Pflichtaufgabe —
Beantworte anhand des Artikels über das Orakel von Neukölln die folgenden Fragen:
(a) In welchem Stockwerk und unter welcher Adresse sitzt das Orakel?
(b) Wo sind die Plastikblumen im hellen Raum festgesteckt?
(c) Was legt das Orakel den Fragenden in die offene Handfläche?

Artikel —
● ● ● ● ●

Über ein dunkles Treppenhaus gelangen wir an ihre Wohnungstür. Weiße Tücher wehen an der Pforte und wir treten ein. Drinnen tasten wir uns durch weißen Stoff und erreichen einen hellen Raum, der geschmückt ist mit bunten Aquarellen und Plastikblumen, die in den Fugen der Dielen festgesteckt sind. Dort vor uns, auf einem Schaukelstuhl, sitzt das Orakel von Neukölln in weißem Umhang und engelsgleichen Haaren.

Viele Pilger sind an diesem Nachmittag gekommen in den 3. Stock der Karl-Marx-Straße 206. Sie wollen Antworten. So wie wir. Doch zunächst müssen wir warten, ehe wir zur Audienz auf die Hollywoodschaukel vorgelassen werden. Dann wird endlich geschaukelt und wir fragen. Klassisch. „Was war zuerst da, das Huhn oder das Ei, liebes Orakel?“ Das Orakel blickt in die Ferne, greift in die Brusttasche, setzt sich eine kaputte Ray-Ban-Sonnenbrille auf und legt uns eine japanische Münze in die offene Handfläche. Dann sagt es: „Ein Huhn braucht ein Nest, um ein Ei zu legen.“ Somit sei die Erde zuerst da gewesen. Gott hätte den Rest besorgt.

● ● ● ● ●

Daten —

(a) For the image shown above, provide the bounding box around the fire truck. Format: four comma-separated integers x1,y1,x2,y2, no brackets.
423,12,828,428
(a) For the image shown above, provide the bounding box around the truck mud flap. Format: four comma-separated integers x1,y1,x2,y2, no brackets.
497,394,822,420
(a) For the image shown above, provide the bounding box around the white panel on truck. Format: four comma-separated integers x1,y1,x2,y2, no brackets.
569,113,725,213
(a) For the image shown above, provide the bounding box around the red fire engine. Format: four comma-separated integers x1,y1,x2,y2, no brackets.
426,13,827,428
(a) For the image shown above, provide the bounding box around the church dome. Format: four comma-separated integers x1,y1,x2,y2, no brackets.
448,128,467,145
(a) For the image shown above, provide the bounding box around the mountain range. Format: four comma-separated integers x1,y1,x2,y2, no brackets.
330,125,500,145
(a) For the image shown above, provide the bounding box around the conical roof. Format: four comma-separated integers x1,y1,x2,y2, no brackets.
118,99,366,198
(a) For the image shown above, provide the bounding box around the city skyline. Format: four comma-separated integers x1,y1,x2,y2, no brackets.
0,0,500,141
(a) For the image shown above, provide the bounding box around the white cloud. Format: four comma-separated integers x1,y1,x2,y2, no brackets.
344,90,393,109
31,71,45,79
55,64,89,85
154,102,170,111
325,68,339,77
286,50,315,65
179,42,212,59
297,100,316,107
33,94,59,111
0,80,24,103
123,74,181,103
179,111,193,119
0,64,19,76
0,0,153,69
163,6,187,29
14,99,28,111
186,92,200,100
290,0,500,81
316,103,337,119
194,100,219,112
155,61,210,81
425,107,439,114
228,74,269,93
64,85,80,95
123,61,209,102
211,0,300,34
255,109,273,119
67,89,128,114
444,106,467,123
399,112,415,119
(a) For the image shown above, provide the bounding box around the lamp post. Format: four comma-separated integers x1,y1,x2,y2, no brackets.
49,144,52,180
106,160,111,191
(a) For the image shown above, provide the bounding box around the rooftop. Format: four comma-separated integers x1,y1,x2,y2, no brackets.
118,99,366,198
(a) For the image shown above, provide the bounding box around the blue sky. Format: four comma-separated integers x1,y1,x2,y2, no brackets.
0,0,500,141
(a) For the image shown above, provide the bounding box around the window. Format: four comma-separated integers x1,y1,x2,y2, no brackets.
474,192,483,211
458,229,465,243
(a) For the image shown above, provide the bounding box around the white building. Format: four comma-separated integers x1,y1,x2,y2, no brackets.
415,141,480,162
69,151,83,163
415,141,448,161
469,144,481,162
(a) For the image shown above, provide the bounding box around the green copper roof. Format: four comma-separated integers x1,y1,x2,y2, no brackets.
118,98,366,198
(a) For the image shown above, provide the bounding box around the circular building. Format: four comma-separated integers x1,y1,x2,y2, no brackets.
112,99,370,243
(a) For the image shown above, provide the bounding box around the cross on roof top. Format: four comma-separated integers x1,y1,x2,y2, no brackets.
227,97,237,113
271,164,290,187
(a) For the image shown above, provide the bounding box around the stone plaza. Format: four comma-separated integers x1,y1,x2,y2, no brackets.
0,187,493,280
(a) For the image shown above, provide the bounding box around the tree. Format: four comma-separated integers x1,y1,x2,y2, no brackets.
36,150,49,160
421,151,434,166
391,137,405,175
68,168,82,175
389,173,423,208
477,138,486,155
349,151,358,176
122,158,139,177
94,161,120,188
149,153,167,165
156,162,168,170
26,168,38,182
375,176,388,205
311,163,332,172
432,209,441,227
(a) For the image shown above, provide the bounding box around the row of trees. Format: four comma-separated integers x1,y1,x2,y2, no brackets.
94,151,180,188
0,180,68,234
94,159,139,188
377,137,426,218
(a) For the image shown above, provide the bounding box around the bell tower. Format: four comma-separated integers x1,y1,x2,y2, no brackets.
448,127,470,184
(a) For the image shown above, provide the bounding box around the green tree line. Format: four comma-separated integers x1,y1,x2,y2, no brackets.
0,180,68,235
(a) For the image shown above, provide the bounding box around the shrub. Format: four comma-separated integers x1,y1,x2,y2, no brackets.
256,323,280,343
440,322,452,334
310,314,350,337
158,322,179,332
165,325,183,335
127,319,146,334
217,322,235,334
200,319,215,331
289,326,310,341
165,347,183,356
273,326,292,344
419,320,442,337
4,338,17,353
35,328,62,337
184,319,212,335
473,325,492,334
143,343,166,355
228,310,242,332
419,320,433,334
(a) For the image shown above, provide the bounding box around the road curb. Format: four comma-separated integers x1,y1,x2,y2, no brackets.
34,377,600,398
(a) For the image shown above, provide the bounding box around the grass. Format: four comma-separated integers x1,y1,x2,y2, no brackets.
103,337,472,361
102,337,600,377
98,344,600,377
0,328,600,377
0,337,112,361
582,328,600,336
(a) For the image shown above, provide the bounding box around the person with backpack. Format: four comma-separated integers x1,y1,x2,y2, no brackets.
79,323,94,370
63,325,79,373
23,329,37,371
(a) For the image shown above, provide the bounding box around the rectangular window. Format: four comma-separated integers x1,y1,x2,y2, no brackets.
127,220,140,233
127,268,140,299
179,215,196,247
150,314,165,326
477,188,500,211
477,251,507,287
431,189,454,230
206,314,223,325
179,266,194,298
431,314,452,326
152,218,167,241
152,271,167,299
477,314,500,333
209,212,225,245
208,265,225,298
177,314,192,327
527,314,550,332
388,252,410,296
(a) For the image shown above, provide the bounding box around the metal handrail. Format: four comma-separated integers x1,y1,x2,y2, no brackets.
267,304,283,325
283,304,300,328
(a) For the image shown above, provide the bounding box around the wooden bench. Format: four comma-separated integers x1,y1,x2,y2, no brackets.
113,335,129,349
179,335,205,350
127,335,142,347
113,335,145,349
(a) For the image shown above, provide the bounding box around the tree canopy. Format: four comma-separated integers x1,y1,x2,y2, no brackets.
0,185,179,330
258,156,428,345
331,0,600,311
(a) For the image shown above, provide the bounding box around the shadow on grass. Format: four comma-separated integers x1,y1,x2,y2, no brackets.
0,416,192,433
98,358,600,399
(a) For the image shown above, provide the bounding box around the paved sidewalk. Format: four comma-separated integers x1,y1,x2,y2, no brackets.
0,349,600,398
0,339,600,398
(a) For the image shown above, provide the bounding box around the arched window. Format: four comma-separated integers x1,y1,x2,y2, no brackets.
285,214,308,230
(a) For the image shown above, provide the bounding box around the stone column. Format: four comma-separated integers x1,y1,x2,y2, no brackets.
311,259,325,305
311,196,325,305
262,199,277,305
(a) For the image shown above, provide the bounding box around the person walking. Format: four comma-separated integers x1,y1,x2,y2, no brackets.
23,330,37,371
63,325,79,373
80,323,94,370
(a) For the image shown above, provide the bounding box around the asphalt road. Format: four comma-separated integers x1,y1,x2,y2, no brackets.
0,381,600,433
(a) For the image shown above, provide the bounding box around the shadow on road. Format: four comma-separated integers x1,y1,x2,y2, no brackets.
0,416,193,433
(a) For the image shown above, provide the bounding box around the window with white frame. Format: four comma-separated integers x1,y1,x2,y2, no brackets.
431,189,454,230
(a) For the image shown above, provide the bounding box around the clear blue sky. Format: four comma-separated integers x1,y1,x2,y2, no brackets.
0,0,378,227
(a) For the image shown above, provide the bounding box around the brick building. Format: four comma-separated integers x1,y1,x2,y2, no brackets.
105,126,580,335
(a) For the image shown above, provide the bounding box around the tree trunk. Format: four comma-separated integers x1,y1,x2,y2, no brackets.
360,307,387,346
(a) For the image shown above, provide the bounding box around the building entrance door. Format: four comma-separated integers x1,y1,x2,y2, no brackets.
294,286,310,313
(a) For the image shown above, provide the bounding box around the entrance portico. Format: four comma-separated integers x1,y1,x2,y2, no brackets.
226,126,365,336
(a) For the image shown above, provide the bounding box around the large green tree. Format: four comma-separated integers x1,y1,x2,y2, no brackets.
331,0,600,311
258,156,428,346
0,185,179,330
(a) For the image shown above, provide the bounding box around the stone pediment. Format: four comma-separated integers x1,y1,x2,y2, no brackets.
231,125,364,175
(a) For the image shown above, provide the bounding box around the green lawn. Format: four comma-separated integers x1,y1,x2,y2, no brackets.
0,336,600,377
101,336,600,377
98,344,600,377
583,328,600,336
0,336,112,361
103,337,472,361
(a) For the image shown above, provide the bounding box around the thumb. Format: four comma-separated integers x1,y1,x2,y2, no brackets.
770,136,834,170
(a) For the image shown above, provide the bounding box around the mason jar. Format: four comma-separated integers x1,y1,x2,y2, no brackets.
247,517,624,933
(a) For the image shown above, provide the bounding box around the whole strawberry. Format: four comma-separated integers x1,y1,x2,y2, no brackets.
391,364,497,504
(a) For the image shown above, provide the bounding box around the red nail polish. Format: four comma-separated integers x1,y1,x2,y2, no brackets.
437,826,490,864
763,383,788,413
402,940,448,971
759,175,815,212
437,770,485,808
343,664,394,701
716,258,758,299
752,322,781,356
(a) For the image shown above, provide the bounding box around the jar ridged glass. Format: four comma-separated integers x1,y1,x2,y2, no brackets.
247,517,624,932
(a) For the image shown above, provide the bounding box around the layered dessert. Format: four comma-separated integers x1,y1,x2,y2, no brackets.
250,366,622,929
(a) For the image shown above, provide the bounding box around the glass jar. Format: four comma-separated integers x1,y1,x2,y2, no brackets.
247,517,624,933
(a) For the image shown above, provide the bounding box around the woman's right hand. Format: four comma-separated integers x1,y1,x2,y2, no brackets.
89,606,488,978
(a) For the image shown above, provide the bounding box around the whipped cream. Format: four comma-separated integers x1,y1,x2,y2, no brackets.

● ● ● ● ●

Ausgabe unten —
(a) Das Orakel sitzt im 3. Stock der Karl-Marx-Straße 206.
(b) Die Plastikblumen sind in den Fugen der Dielen festgesteckt.
(c) Das Orakel legt ihnen eine japanische Münze in die offene Handfläche.